(Stored data)
————

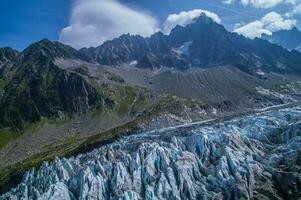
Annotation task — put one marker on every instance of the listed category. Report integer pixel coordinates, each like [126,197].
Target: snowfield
[253,157]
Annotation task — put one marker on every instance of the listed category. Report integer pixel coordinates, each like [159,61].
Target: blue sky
[24,22]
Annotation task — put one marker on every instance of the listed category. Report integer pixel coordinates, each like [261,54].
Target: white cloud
[295,11]
[186,17]
[271,22]
[262,3]
[95,21]
[228,1]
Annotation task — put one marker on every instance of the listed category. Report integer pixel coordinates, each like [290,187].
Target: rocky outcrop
[37,88]
[256,157]
[210,45]
[7,55]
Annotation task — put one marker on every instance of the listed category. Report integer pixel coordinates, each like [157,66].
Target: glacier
[248,157]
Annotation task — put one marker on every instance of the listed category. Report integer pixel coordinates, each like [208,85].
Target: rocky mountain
[81,99]
[254,157]
[202,44]
[34,87]
[7,55]
[289,39]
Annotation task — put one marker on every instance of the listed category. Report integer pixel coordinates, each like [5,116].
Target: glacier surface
[251,157]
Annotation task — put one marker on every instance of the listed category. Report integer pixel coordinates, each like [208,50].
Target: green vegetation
[5,137]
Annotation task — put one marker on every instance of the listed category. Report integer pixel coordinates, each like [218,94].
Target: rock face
[7,55]
[34,87]
[255,157]
[210,45]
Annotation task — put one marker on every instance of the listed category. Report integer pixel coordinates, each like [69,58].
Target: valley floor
[256,156]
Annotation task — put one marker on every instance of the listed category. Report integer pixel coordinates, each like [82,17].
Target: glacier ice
[252,157]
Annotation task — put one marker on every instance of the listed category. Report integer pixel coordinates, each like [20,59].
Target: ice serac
[254,157]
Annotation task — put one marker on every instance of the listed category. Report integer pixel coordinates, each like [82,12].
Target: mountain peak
[52,50]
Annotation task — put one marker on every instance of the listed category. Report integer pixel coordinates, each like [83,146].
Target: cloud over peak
[262,3]
[95,21]
[187,17]
[270,23]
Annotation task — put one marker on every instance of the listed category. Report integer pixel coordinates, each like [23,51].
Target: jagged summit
[51,50]
[7,54]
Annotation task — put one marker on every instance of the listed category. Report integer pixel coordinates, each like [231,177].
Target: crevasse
[254,157]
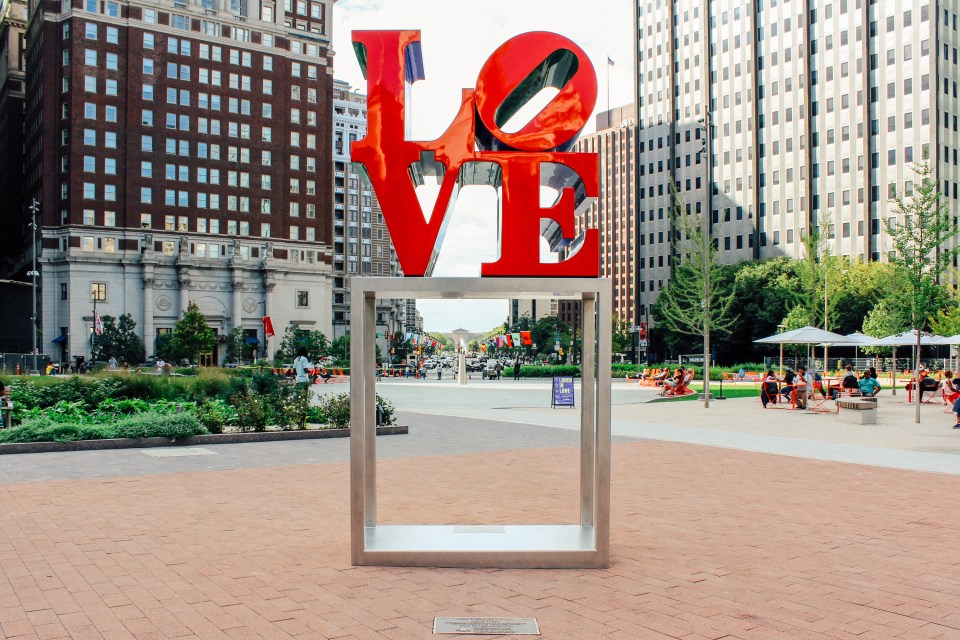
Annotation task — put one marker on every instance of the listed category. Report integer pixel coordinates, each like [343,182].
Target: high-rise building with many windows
[361,241]
[774,117]
[613,213]
[180,152]
[13,220]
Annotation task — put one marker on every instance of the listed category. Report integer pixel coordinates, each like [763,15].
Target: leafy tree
[236,345]
[692,303]
[318,347]
[120,340]
[191,336]
[947,321]
[446,344]
[622,338]
[923,226]
[340,349]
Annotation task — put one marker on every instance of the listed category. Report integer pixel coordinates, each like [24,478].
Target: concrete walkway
[252,540]
[896,441]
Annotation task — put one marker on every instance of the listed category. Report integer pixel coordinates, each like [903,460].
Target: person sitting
[671,384]
[848,383]
[868,385]
[951,391]
[803,387]
[927,382]
[788,379]
[769,391]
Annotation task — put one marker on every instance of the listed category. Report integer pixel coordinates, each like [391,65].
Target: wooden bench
[859,411]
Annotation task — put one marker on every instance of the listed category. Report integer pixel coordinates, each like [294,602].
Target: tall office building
[779,116]
[13,220]
[614,211]
[180,152]
[361,242]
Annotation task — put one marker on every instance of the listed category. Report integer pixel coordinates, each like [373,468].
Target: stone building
[180,152]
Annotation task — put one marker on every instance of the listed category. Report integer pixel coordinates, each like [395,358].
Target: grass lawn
[729,391]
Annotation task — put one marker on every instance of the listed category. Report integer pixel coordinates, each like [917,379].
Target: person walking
[301,365]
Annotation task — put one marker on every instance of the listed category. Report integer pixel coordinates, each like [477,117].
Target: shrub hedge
[146,425]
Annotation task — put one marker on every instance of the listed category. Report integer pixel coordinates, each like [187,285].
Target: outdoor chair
[931,395]
[948,398]
[774,399]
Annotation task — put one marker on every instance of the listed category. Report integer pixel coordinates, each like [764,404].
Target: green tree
[236,345]
[340,349]
[120,340]
[446,344]
[622,338]
[947,321]
[191,336]
[922,228]
[316,343]
[692,303]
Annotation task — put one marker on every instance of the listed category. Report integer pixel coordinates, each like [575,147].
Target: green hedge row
[147,425]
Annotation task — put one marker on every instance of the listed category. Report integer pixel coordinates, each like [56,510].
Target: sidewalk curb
[207,439]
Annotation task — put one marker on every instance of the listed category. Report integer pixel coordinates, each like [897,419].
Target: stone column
[268,286]
[148,330]
[236,319]
[184,281]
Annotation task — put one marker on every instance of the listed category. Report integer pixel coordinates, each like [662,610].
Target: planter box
[212,438]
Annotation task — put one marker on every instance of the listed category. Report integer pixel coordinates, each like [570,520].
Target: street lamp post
[780,328]
[34,208]
[93,336]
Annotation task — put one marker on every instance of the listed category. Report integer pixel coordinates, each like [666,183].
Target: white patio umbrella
[908,338]
[857,340]
[804,335]
[905,339]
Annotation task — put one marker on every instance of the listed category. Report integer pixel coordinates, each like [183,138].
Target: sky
[456,39]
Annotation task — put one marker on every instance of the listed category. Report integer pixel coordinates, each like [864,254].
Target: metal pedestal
[585,544]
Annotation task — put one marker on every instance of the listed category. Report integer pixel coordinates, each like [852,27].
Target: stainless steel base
[576,545]
[507,546]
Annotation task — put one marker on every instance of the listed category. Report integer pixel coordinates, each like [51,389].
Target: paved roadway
[446,418]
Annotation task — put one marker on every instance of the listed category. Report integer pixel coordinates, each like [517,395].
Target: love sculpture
[517,162]
[475,150]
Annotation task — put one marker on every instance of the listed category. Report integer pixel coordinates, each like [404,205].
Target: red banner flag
[267,326]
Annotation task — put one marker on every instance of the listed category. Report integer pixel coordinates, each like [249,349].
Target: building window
[98,291]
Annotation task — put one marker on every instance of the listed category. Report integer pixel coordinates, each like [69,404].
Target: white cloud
[456,39]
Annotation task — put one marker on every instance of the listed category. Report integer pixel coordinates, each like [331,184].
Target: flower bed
[131,406]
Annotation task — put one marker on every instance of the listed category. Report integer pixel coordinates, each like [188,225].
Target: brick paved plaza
[252,541]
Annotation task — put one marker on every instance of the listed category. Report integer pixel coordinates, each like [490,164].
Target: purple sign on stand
[562,392]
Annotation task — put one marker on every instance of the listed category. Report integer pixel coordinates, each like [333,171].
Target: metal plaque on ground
[487,626]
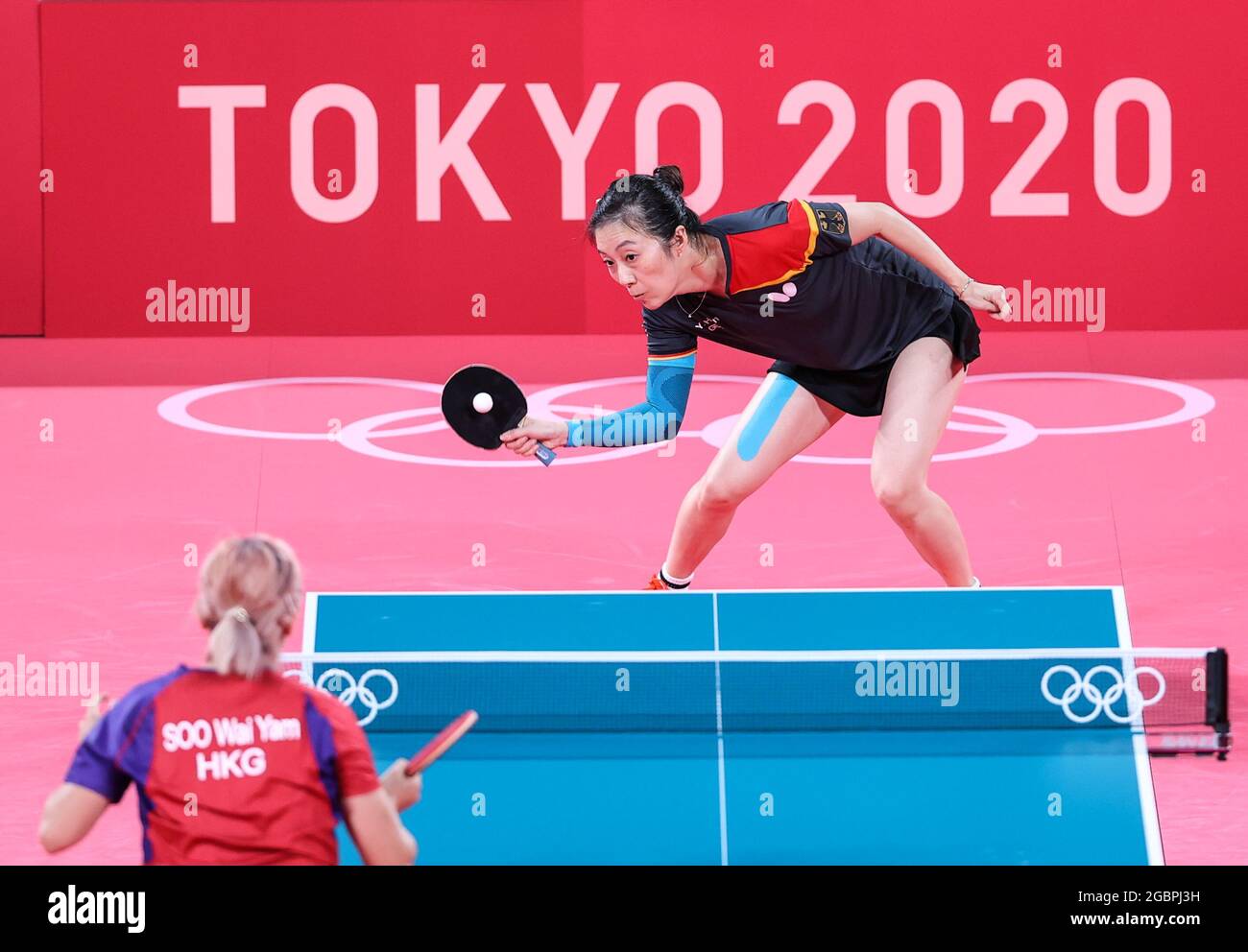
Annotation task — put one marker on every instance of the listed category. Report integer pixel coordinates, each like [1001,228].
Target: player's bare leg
[780,420]
[920,397]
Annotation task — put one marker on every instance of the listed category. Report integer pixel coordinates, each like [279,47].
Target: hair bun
[672,178]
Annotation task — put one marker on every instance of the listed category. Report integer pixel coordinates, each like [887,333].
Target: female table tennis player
[233,763]
[857,323]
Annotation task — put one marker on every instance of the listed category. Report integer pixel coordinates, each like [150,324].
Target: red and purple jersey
[229,770]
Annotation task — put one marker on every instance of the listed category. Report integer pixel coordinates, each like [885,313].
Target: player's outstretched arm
[658,418]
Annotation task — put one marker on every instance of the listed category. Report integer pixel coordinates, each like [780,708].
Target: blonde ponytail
[250,591]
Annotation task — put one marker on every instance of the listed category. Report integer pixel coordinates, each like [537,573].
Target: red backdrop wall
[21,278]
[1052,145]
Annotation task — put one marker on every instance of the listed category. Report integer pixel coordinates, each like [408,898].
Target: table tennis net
[1181,691]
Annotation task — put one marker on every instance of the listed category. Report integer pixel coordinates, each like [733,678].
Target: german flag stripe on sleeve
[775,253]
[660,358]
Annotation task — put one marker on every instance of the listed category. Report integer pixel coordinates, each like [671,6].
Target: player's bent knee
[719,494]
[900,498]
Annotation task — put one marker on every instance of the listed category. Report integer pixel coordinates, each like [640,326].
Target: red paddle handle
[441,743]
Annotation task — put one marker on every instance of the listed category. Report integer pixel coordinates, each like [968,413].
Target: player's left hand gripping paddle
[481,403]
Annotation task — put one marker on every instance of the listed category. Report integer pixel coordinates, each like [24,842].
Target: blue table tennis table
[732,795]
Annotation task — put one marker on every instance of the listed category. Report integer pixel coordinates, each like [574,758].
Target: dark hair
[648,203]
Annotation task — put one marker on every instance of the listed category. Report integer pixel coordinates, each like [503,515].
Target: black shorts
[861,392]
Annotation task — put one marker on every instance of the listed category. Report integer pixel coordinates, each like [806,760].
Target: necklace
[690,313]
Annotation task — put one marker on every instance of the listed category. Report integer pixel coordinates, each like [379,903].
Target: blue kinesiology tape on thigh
[764,416]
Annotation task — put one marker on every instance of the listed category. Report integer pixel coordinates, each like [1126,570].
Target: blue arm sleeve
[666,394]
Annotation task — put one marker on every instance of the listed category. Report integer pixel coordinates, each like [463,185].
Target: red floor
[96,520]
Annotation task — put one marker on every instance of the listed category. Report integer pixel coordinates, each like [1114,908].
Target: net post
[1215,702]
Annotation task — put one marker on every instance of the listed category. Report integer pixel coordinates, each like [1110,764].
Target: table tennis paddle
[442,743]
[483,429]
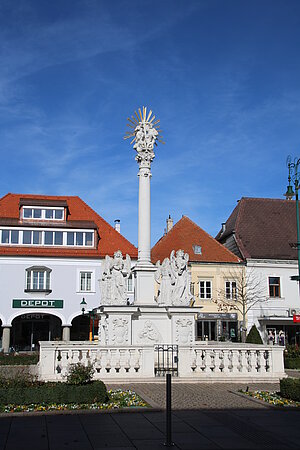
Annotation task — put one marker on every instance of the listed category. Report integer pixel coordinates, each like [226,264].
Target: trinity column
[145,132]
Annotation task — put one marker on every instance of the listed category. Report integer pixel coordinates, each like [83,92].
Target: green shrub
[292,363]
[253,336]
[80,374]
[21,378]
[290,388]
[54,393]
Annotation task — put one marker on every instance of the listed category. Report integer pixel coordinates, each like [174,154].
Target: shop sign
[217,316]
[30,303]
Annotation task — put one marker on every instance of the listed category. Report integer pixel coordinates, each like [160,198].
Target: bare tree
[243,289]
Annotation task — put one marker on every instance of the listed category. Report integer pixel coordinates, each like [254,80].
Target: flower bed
[19,359]
[272,398]
[116,399]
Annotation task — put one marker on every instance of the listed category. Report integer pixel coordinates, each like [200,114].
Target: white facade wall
[274,310]
[64,283]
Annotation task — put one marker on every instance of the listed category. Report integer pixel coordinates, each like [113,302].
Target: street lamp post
[92,316]
[294,176]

————

• **EXERCISE INSTRUCTIONS**
Give the rows from the line containing "each like [113,302]." through the end of the rows as a two-column CSV with the columns request and answer. Put one row per request, with each value in a single quoted field and line breaks replaced by spaces.

• **FINISHED TASK**
request,answer
"Annotation task — put one marker on every instance of the listed category. Report integer pixel coordinates, each like [113,302]. Target: street lamp post","[92,316] [294,176]"